EXERCISE DIRECTIONS → Copy the material below line for line, keeping every character as it stands. Leave the pictures out of your copy.

INFORMATION GIVEN →
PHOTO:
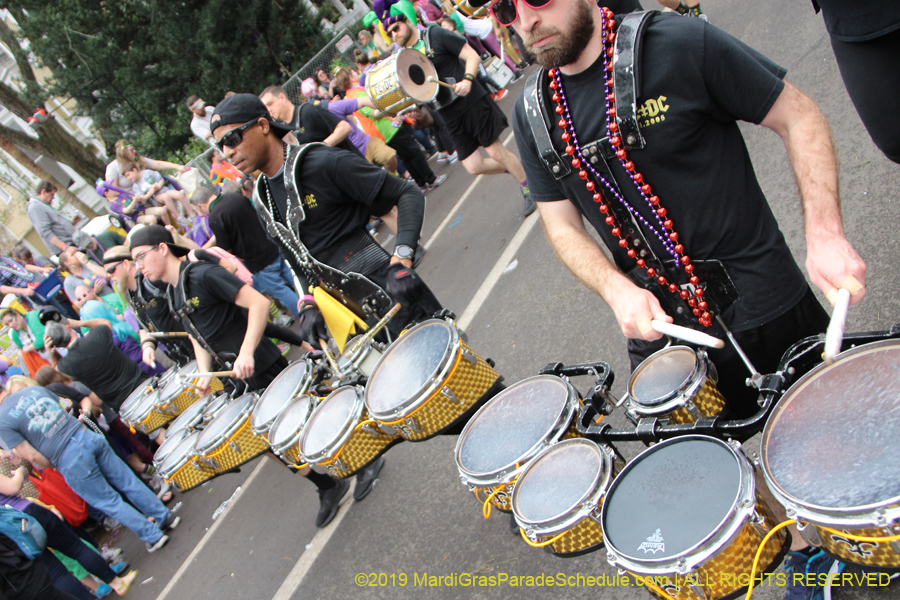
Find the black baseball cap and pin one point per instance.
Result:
(154, 235)
(242, 108)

SOLUTION TO THIS PROBLEM →
PHOTO:
Find the black baseball cap and pin one point per instance.
Result:
(154, 235)
(242, 108)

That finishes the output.